Page excerpt START

Boy, were they right. Stocks have been subject to intense bursts of pummeling and rallying all year. And biotechnology is the poster child for this whipsawing.
The NYSE Arca Biotechnology Index fell nearly 9% between a peak on Jan. 22 and a low on Feb. 5. It jumped 23% over the next three weeks, and then gave it all back and then some through April 15. And the group was not done yet. Since April 15, the index is up 6.7%.
It gets worse if you look at the SPDR S&P Biotech ETF (NYSEMKT: XBI). The exchange traded fund fell 13% between Jan. 22 and Feb. 5 and, after a quick 24% run-up over the next three weeks, the ETF tanked, dropping 33% between Feb. 26 and April 15. Oh, and it is up about 7.8% since its April 15 bottom.
Want more proof. How about Gilead Sciences Inc. (NASDAQ: GILD). It had one slump in January and February that trimmed the shares by 6.5%. All that loss was regained in a 7.7% rally through Feb. 25. And then the bottom fell out, with the stock falling 25.2% between Feb. 25 and April 11. The stock is up 16% since. First-quarter sales of Sovaldi, its drug for hepatitis C, hit $2.3 billion.
So, why are biotechs so crazy?
Biotechs are always volatile. If a drug wins U.S. Food and Drug Administration (FDA) approval, it turns a piece of chemistry into a potential gold mine. Like Sovaldi. If the FDA does not approve the drug, the company can get wiped out.

Page excerpt END
Data under study START

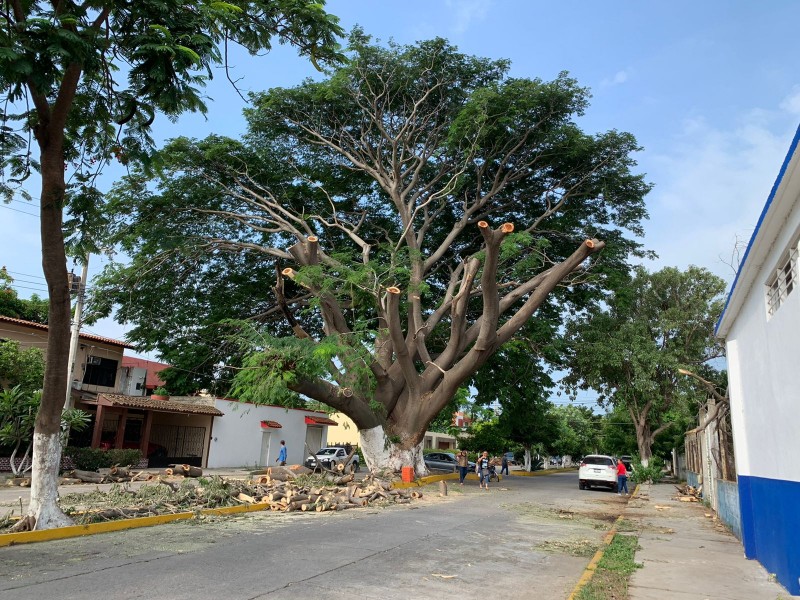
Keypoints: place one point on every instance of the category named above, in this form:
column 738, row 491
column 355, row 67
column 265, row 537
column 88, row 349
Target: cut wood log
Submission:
column 281, row 473
column 88, row 476
column 120, row 472
column 190, row 471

Data under study END

• Problems to solve:
a - Translate this sentence from the biotech stocks article into Spanish: "If the FDA does not approve the drug, the company can get wiped out."
b - According to the biotech stocks article, what did first-quarter sales of Sovaldi reach?
c - Carry on writing the biotech stocks article past its final sentence.
These rows were drawn from a separate source, not from the biotech stocks article.

• Task-by-task results:
a - Si la FDA no aprueba el medicamento, la empresa puede quedar arruinada.

b - $2.3 billion.

c -
Biotechs are the new dot-com stocks. Many biotech stocks saw huge gains in 2013 that carried over into 2014. The S&P Biotech ETF jumped 48.1% in 2014. The iShares Nasdaq Biotechnology Index Fund (NASDAQ: IBB) was up 65.5%.
They have flooded the market with initial public offerings (IPOs) this year. And the problem is with the biotech IPOs is that they involve companies have no products with revenue streams and profitability. What many companies are looking for is the cash to continue their research in hopes that the research will pay off with drugs that will win big so they can sell out to a pharmaceutical giant like Pfizer Inc. (NYSE: PFE), Eli Lilly & Co. (NYSE: LLY) or Merck & Co. Inc. (NYSE: MRK). And as we know from the dot-com bust, investors can only take so much.
Biotechs are vulnerable to bad publicity. Take Sovaldi and its fantastic sales. One reason for the performance is its cost: $1,000 for one pill and $84,000 for a typical course of treatment. Medicaid, the Veterans Administration and others are getting stressed by the expense. Members of Congress are howling. The New York Times noted that UnitedHealth Group Inc. (NYSE: UNH) said first-quarter profit declined because of the expense of Sovaldi and similar drugs.
One result: The iShares Nasdaq biotech ETF (NASDAQ: IBB) jumped as much as 21.3% this year and has given back the entire gain.
There is one more issue affecting biotechs, and that is that so much of the stock market’s moves are generated by computer algorithms.
The S&P 500 fell 6.1% between Jan. 15 and Feb. 3. After recovering all of those losses, the index suffered a 4.4% decline between April 4 and April 11. It is up 3.1% since. The Nasdaq has been more volatile, falling 6.6% in that January-February pullback and 9.7% in the more recent pullback.
It is not just biotechs weighing on the composite. It is all momentum stocks. Amazon.com Inc. (NASDAQ: AMZN) reached an all-time high of $408.06 on Jan. 22. It closed at $303.88 on Friday, down 9.9% on the day, and 25% from that January peak. Tesla Motors Inc. (NASDAQ: TSLA) has fallen nearly 25% from its intraday peak on Feb. 26.
And there is nothing to suggest there won’t be more big swings before we bid farewell to 2014.